Work required ->
Repeat all of the data precisely.

* BEGIN Listed records *

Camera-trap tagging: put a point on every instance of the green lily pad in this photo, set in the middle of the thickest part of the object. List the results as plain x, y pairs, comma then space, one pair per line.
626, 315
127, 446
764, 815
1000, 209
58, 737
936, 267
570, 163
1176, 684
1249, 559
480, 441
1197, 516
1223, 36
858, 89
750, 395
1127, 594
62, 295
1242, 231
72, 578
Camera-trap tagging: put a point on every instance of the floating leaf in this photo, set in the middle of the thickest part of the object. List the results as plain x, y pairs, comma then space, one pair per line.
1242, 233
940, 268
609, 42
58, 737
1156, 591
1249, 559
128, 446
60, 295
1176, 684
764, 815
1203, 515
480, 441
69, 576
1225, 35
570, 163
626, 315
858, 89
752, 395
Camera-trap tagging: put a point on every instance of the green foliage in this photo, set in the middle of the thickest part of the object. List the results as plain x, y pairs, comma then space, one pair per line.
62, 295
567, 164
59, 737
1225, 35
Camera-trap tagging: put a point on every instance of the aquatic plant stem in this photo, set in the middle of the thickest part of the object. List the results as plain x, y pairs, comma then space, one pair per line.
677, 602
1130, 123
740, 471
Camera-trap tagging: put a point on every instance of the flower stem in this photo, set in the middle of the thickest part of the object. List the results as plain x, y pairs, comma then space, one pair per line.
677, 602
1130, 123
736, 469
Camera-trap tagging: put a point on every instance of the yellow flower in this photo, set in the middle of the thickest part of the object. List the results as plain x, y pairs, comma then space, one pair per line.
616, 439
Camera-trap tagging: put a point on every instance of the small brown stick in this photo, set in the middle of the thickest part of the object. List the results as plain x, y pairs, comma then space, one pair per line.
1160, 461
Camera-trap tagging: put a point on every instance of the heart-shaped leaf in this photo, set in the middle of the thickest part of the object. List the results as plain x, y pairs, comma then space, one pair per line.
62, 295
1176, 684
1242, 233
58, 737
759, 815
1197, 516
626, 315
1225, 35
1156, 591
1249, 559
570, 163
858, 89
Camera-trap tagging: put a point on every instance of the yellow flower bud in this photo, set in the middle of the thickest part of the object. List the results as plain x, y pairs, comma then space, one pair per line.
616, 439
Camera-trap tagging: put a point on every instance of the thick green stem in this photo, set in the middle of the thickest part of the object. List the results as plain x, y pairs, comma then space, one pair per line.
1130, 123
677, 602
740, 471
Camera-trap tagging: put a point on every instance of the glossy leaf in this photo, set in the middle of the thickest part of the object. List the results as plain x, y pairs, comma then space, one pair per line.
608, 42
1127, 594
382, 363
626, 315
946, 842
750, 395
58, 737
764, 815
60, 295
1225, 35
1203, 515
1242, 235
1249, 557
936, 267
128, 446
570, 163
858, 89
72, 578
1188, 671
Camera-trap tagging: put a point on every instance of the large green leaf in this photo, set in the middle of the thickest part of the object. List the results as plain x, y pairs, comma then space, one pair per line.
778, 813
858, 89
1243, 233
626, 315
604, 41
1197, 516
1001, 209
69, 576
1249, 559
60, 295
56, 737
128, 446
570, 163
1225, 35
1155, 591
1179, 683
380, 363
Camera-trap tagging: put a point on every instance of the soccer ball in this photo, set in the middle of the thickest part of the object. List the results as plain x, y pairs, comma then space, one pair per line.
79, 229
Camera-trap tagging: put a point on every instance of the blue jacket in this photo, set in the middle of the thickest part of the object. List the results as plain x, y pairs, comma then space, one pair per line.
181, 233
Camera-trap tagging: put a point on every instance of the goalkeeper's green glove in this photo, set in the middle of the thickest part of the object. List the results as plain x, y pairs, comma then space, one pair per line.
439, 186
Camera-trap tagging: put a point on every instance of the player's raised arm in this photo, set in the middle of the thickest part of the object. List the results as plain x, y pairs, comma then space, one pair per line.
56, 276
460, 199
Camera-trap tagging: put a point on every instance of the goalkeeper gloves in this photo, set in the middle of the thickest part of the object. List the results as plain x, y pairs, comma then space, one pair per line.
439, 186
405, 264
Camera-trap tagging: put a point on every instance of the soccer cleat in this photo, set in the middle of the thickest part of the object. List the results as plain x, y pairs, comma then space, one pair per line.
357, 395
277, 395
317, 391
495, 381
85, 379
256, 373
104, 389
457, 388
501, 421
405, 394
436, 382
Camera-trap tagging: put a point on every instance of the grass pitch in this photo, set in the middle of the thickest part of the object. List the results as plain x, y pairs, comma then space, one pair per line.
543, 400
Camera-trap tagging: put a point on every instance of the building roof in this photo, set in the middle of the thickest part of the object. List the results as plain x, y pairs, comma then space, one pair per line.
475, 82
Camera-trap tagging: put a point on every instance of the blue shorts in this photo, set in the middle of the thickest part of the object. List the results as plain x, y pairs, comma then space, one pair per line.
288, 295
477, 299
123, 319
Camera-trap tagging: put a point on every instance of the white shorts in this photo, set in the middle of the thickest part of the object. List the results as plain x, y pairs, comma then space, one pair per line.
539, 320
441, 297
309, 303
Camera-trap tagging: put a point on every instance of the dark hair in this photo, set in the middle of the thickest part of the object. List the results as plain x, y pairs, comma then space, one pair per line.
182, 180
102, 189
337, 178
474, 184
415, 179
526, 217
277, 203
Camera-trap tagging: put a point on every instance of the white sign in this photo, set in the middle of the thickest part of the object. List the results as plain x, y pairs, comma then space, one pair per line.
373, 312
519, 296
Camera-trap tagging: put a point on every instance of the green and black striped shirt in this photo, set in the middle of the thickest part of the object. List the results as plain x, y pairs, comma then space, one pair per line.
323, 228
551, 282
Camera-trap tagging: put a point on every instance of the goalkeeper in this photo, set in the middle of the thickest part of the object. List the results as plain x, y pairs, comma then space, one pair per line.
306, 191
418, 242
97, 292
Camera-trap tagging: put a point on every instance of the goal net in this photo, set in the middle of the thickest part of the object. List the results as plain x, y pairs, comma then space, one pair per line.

* END Listed records *

Written solution ->
Camera-trap tagging: put a point on every instance of the green lily pad in this photo, set in the middle of the thickest part of the object. List the results as plain x, y pairs, comma then space, one pair per line.
626, 315
127, 446
764, 815
1000, 209
58, 737
936, 267
570, 163
1176, 684
1249, 559
480, 441
1197, 516
1223, 36
858, 89
750, 395
1127, 594
62, 295
1242, 231
72, 578
Camera-trap tagging: put a point on every instance of the floating leaf in this photo, set in the middle of the thickest part of the object. List the results as plain x, y pairs, comma then space, one pair per line.
1242, 233
940, 268
609, 42
58, 737
1156, 591
1249, 559
128, 446
60, 295
1176, 684
764, 815
1203, 515
480, 441
69, 576
1225, 35
570, 163
626, 315
858, 89
752, 395
Camera-trap tagging: put a point on every instance of the green foliage in this photo, set in the middle of the thickest part of the object. List the results as plain x, y pairs, comma then space, one pair per line.
62, 295
567, 164
59, 737
1225, 35
Camera-trap tagging: put a point on every instance of the aquatic plant stem in this photo, set in the middle of the thickest part of the object. List the results as plain x, y pairs, comma then space, one pair per line.
677, 602
1130, 123
740, 471
Camera-trap tagging: put a point on every instance of the flower stem in this photo, set in the middle of the thickest part of the object. List the results as plain x, y pairs, comma then space, one pair per line.
677, 602
1130, 123
736, 469
Camera-trap tagging: put a point on every instance of the yellow flower in this photo, set in the middle of the thickest part of the object. List the results as plain x, y pairs, comma then space, one pair per line.
616, 439
Camera-trap tagging: put a point on every instance of the small brown stick in this photo, set in the middle of the thickest part of the object. List the results as plain x, y pairs, comma then space, one pair per line.
1160, 461
Camera-trap tagging: put a point on every instance of the heart-shaped leaf in this photo, set in the middle of the thickest part of the object. List the results as plain x, y pairs, comma then space, one pair per line.
62, 295
1176, 684
1242, 233
58, 737
759, 815
1197, 516
626, 315
1225, 35
1156, 591
1249, 559
570, 163
858, 89
Camera-trap tagging: put a point on every instance of the yellow flower bud in this photo, set in the middle of the thickest part of the object. List the results as plain x, y pairs, comma then space, one pair per line.
616, 439
Camera-trap tagging: put a point on every instance of the thick green stem in this photo, set in the middle of the thickest part of the object. List the results as plain x, y pairs, comma then space, one pair per line.
1130, 123
677, 602
740, 471
Camera-trap tagging: put a point on every instance of the glossy leaf in this photo, set in the middle of the thickest part of the object. List the results as plain x, y pairs, comma then space, one pair per line.
608, 42
1127, 594
382, 363
626, 315
946, 842
750, 395
58, 737
764, 815
60, 295
1225, 35
1203, 515
1242, 235
1249, 557
936, 267
128, 446
570, 163
858, 89
72, 578
1188, 671
Camera-trap tagging: put a point on every instance of the large green leaf in this photo, set in the middle of the thickest part of the object. List the results as plain x, y pairs, comma then space, one pair per line.
778, 813
858, 89
1243, 233
626, 315
604, 41
1197, 516
1001, 209
69, 576
1249, 559
60, 295
56, 737
128, 446
570, 163
1225, 35
1155, 591
1179, 683
380, 363
Camera-trap tagging: put a point on every instance of the soccer ball in this photo, set in the middle of the thickest part of the object. List the results as plain x, y pairs, comma then space, one pair per line.
79, 229
Camera-trap tagging: put a point on every instance of the blue jacket in this photo, set in the middle of the thickest part of the object. List the results as plain x, y pairs, comma then space, one pair per line.
181, 233
Camera-trap tagging: put a point on every instance of the goalkeeper's green glove in this photo, set in the middle of the thickest part of the object. List the results as plain x, y pairs, comma then space, one pair per line.
439, 186
Camera-trap tagging: put a point on every instance of the player's raised arm in this photo, set in the middle of the thickest part of the object. List the results as plain x, y pairs, comma then space, one pair per line.
56, 276
460, 199
Camera-trap tagging: put a point on every instance of the goalkeeper gloves in this photo, set in the middle of the thickest part of the object. List the results as plain x, y pairs, comma then space, one pair per line.
439, 186
405, 264
Camera-trap tagging: put a point on every instance of the soccer cleat in this photo, set in the middle of the thickest part of the object. List the results as plain x, y pairs, comma then space, one pair per line.
357, 395
277, 395
317, 391
495, 381
85, 379
256, 373
104, 389
457, 388
501, 421
405, 394
436, 382
Camera-trap tagging: put a point on every instance of the grass pitch in this photo, set in the middle of the thickest part of the object. List the results as plain x, y pairs, comma then space, one pair per line.
543, 400
Camera-trap tagging: put a point on every instance of the building roof in this photo, set in the middle of the thickest part of the object. List the results as plain x, y pairs, comma then space, one pair per line.
475, 82
Camera-trap tagging: put a point on every instance of the blue shorts in this photo, set in the middle of the thickest part of the object. List the results as plain x, y pairs, comma then space, one pair per line.
288, 295
477, 299
123, 319
Camera-trap tagging: put a point on every instance of the white shorts in this photo, set in the middle of the thickest part of the object. List the results as plain x, y pairs, comma then space, one pair per line.
539, 320
441, 297
309, 303
Camera-trap tagging: put a point on every instance of the dark hair in this photo, set in the middle of the thickest part of the object. List the results as plain x, y pairs, comma then space, one pair per line.
182, 180
102, 189
337, 178
474, 184
415, 179
526, 217
277, 203
Camera-trap tagging: put a point on every instance of the white sign in this photo, set in the middle of the thickest part of the object. List the results as plain x, y pairs, comma then space, one pair per line.
373, 312
519, 296
Camera-trap tagging: put a point on every instance of the green and black striped shirt in this photo, set in the middle of the thickest part of the object. List the results as plain x, y pairs, comma then space, one pair per line.
323, 228
551, 282
Camera-trap tagging: put a point on every instance of the goalkeeper in this photo, set in the middle of the thickest part of the object. List the results as plain x, y pairs, comma then space, one pair per line.
306, 191
418, 242
97, 292
Camera-trap tagging: put a point on every instance of the goal net in this photo, set in the middle of the thickest part of the object. List the results as plain x, y pairs, comma then space, one pair per line.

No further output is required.